__Text segment__
Candidates, Campaigns & Elections by Scholastic SC-0545035147-503514

Candidates, Campaigns & Elections

Introduction

Advertisers, sports announcers, and radio disc jockeys know that Americans love contests! Once every four years, our nation engages in the most important, hard-fought, hotly debated contest that a democracy ever holds—the presidential election. Yet only about half of the eligible voters actually take part in the contest by casting their vote for one of the candidates. And voter turnout is even lower during off-year elections when only local, state, and Congressional representatives are running for office.

Through the activities in Candidates, Campaigns & Elections, you can help students become active in the American political process. This book offers ideas to get students thinking, writing, and speaking about elections. They’ll learn that elections are more than annoying sound bites and commercials on television. Elections are about real candidates and important issues. They’re also about the process of campaigning, about using the media, and building support. By studying this process and engaging in it themselves, students will become more educated, informed citizens, able to play a part in our democratic system.

WORKSHEET & Sample PDF Activity

Sample PDF Activity

The pages that follow contain activities, games, information, handouts, and literature tie-ins for students of different ability levels and different learning styles. Students will learn the chronology of an election, the tricks to writing a good campaign speech, and some ways to analyze a speech for propaganda. They’ll follow a candidate throughout an election, report on his or her campaign, and participate in a mock election.

Candidates, Campaigns & Elections is a flexible resource. You can pick and choose from the information and activities that you feel are the most appropriate for your class. Enjoy!

Using the Poster
The poster bound in the center of the book explains the presidential election process. If you are teaching an election unit during a presidential election season, be sure to refer to the poster as you and your students discuss the various points along the road to inauguration. You may want to add stick-on notes at certain points to indicate the outcomes of primaries, vice-presidential candidate selections, and the winners of the actual election.

__The tasks__
1. According to the election book's introduction, roughly what share of eligible voters cast a ballot in a presidential election?
2. Summarize the introduction to Candidates, Campaigns & Elections in two sentences.
3. Carry on the introduction to Candidates, Campaigns & Elections from the point where it ends.
The listing that comes next is drawn from a separate source.

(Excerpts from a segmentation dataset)
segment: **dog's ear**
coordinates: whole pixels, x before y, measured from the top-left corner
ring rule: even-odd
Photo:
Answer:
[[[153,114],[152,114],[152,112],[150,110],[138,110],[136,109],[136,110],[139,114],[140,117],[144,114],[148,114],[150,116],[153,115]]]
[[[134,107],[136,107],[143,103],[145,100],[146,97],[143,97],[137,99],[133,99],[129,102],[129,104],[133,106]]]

__Results__
1. Only about half of them.

2. Because only about half of eligible voters take part in presidential elections, the book offers activities that get students thinking, writing, and speaking about elections and becoming active in the political process. Students learn the chronology of an election, how to write a campaign speech, and how to analyze a speech for propaganda, and they follow a candidate and take part in a mock election, while a poster in the center of the book explains the presidential election process.

3.
Election Basics

What makes America work? In our more than 200-year-old democracy our success as a nation has much to do with the process by which we select our leaders. While in some countries today, the changing of leaders still takes place with civil unrest, this process has been a peaceful one in the United States since George Washington first took office. From the town meetings of New England to the mayoral and council meetings that heat up boroughs, parishes, and counties across America, we choose our leaders by voting and we do it in a sometimes intense but almost always peaceful and orderly way.

Americans choose their leaders in an exciting, multi-step process. Each step along the way, especially on the road to the White House, has its own special vocabulary. This section offers activities for understanding government and the election process and its basic vocabulary

Getting Started
Your students probably know more about voting and elections than they realize. Many may have voted in class, at camp, or in clubs. Some students may have won elections—for student council, club offices, or camp monitors. Discuss ways students make “democratic” decisions at home (on movies and other recreational activities, where to eat or what to eat, what to watch on television or which radio station to listen to in the car, curfew or house rules), at school (student government, classroom activities), at after-school clubs or sports, and in social or religious organizations. Although many of the activities students name may not involve formal elections, they require many of the same decision-making skills students will use when they become voters. After discussing students’ personal experiences, ask them to tell what they know about local, state, and federal government elections.

KWL Chart
Conclude your discussion by making a KWL (What We Know, What We Want to Learn, What We Learned) chart or bulletin board about elections. Have students list what they already know about elections in the first column. Write the questions that arise from your discussion in the middle column. Refer to the chart, adding and answering questions, as the class learns more about elections. Be sure to review the chart as you finish your election unit.

Building Background Knowledge
In order for students to get the most from the activities in this book—and eventually become knowledgeable participants in our democratic system—they should have some prior knowledge about our government. This process (see diagram above) will help students create some helpful common prior knowledge, and it will also put greater responsibility for learning on students themselves.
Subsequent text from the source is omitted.